• **INPUT MATERIAL**
* * *

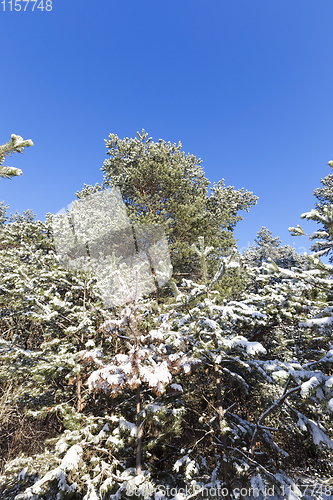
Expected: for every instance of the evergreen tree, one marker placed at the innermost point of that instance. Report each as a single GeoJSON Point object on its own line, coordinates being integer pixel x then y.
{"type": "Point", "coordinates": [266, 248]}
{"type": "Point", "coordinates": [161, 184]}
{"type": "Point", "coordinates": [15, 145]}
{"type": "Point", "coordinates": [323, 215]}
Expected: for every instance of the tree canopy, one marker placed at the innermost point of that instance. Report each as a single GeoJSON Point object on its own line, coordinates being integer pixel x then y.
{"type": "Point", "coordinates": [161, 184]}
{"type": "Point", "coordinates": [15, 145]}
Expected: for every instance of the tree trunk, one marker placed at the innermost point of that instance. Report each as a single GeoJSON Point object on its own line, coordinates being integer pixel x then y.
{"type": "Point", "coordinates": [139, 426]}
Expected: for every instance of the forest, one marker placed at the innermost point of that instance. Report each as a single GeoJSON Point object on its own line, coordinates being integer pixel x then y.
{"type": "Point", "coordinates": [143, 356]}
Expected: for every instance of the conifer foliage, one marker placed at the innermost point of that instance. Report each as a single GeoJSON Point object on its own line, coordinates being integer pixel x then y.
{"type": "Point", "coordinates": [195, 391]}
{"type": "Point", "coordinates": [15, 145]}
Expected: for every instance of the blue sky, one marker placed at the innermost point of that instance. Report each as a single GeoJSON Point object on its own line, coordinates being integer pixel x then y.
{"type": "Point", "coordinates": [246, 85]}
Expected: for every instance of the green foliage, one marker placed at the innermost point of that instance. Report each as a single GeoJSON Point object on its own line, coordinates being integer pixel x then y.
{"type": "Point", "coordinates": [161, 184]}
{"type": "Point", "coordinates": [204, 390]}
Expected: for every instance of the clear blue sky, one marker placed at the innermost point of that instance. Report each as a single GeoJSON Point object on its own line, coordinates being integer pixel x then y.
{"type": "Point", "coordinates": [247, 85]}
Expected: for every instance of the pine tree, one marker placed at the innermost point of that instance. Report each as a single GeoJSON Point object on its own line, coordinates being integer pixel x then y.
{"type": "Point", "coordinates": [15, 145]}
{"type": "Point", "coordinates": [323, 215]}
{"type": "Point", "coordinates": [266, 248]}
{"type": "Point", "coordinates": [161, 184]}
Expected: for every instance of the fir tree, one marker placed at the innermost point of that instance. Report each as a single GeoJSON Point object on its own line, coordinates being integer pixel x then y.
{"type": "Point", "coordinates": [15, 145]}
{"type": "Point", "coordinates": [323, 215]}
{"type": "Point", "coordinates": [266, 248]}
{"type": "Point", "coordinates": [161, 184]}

* * *

• **WHAT IS BEING ASKED**
For each record above, write out its text exactly and skip any picture.

• **EXERCISE SOLUTION**
Expected: for every instance of the evergreen tree, one marker placed at the innermost point of that instance. Report each as a single GeoJSON Point object on its own line, coordinates being integer pixel x then y.
{"type": "Point", "coordinates": [266, 248]}
{"type": "Point", "coordinates": [161, 184]}
{"type": "Point", "coordinates": [15, 145]}
{"type": "Point", "coordinates": [323, 215]}
Expected: for every instance of the tree canopy, one marker placed at the innermost point of that instance. Report each as a single GeoJSON Point object on its own line, coordinates being integer pixel x then y.
{"type": "Point", "coordinates": [161, 184]}
{"type": "Point", "coordinates": [15, 145]}
Expected: for every instance of the tree trunk, one marker placed at the innermost point of that instance. Report each as a single GeoJSON Point object on its own line, coordinates being integer pixel x then y.
{"type": "Point", "coordinates": [139, 426]}
Expected: for every instance of the forest, one marker placed at the innermost point of that instance. Report each as a single GeoJSON Point object on its own line, coordinates being integer pixel x then y.
{"type": "Point", "coordinates": [143, 356]}
Expected: for every instance of the conifer foliage, one marker placed at the innermost point of that instance. Report each as a single GeoJSON Point object on its own line, coordinates being integer pixel x then y.
{"type": "Point", "coordinates": [195, 391]}
{"type": "Point", "coordinates": [15, 145]}
Expected: for every instance of the blue sky, one marker placed at the innermost point of that instance. Report each as a single GeoJSON Point object on its own line, coordinates being integer pixel x then y.
{"type": "Point", "coordinates": [246, 85]}
Expected: for every instance of the green foliage, one marker placed at the innermost point of that instance. Report each as a single GeoJSON Point object on its own line, coordinates being integer pixel x then y.
{"type": "Point", "coordinates": [161, 184]}
{"type": "Point", "coordinates": [204, 390]}
Expected: for every instance of the clear blue sky, one marker placed at the innermost point of that instance. Report each as a single GeoJSON Point object on its own line, coordinates being integer pixel x then y.
{"type": "Point", "coordinates": [247, 85]}
Expected: for every instance of the pine tree, one marker placed at the innermost point of that instance. Report each as a single GeoJSON Point object on its own line, coordinates being integer pixel x then y.
{"type": "Point", "coordinates": [15, 145]}
{"type": "Point", "coordinates": [323, 215]}
{"type": "Point", "coordinates": [266, 248]}
{"type": "Point", "coordinates": [161, 184]}
Expected: for every instance of the fir tree, one marker placed at the innermost point of that instance. Report each as a single GeoJSON Point object on its own line, coordinates being integer pixel x then y.
{"type": "Point", "coordinates": [15, 145]}
{"type": "Point", "coordinates": [323, 215]}
{"type": "Point", "coordinates": [266, 248]}
{"type": "Point", "coordinates": [161, 184]}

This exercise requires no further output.